# Start of Extracted material

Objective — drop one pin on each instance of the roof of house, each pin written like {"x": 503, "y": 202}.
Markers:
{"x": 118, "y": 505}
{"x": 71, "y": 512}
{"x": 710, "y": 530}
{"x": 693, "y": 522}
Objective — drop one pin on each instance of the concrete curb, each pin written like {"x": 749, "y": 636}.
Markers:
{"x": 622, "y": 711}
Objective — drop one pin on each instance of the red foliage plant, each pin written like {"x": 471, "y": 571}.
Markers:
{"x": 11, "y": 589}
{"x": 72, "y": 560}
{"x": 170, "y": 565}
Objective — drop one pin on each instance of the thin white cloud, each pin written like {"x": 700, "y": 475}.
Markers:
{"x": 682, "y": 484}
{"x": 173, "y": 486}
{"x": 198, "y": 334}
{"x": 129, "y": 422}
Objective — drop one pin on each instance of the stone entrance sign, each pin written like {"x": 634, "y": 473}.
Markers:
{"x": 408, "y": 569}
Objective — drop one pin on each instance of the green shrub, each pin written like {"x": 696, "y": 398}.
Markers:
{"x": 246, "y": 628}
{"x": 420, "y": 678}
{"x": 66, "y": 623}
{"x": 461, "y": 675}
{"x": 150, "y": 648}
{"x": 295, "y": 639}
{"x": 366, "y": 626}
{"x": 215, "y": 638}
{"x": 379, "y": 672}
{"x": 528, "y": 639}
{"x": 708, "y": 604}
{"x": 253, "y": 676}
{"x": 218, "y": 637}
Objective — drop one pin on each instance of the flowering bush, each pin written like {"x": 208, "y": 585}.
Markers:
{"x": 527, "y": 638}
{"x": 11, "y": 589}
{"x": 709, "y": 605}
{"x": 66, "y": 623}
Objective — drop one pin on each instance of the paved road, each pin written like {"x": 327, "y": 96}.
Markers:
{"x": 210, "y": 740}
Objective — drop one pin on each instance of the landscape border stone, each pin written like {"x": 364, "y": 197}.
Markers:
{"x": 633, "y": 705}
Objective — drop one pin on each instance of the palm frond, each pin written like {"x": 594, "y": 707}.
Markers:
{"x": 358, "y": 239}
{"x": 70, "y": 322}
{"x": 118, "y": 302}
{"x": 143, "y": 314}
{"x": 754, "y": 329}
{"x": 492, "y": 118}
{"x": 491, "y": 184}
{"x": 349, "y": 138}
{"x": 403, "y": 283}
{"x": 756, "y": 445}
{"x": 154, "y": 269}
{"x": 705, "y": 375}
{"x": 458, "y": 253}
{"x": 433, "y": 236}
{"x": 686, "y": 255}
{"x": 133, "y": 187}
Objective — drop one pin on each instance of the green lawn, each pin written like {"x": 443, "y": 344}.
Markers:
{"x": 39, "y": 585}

# End of Extracted material
# Start of Extracted material

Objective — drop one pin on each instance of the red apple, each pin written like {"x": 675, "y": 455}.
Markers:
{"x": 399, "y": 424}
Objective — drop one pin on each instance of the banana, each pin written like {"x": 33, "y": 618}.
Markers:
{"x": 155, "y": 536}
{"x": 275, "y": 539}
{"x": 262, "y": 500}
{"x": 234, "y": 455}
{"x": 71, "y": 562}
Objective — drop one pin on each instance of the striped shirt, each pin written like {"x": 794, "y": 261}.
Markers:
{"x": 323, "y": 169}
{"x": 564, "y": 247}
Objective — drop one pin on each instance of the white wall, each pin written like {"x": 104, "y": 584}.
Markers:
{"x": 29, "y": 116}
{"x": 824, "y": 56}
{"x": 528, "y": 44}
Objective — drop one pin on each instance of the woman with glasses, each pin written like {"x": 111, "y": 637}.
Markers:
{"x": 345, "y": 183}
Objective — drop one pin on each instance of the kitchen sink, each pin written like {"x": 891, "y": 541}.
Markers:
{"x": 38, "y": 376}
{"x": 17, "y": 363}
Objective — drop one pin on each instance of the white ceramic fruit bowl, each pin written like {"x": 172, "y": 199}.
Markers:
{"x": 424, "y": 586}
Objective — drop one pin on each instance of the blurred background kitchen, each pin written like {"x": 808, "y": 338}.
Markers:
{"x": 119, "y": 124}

# End of Extracted material

Return every line of the records that contains the word "kitchen", copying each one in full.

**Solution for this problem**
Objective — drop one pin on each instance of the kitchen sink, each pin written like {"x": 891, "y": 541}.
Objective — drop one pin on each instance of the blurred background kitchen, each pin written like {"x": 808, "y": 338}.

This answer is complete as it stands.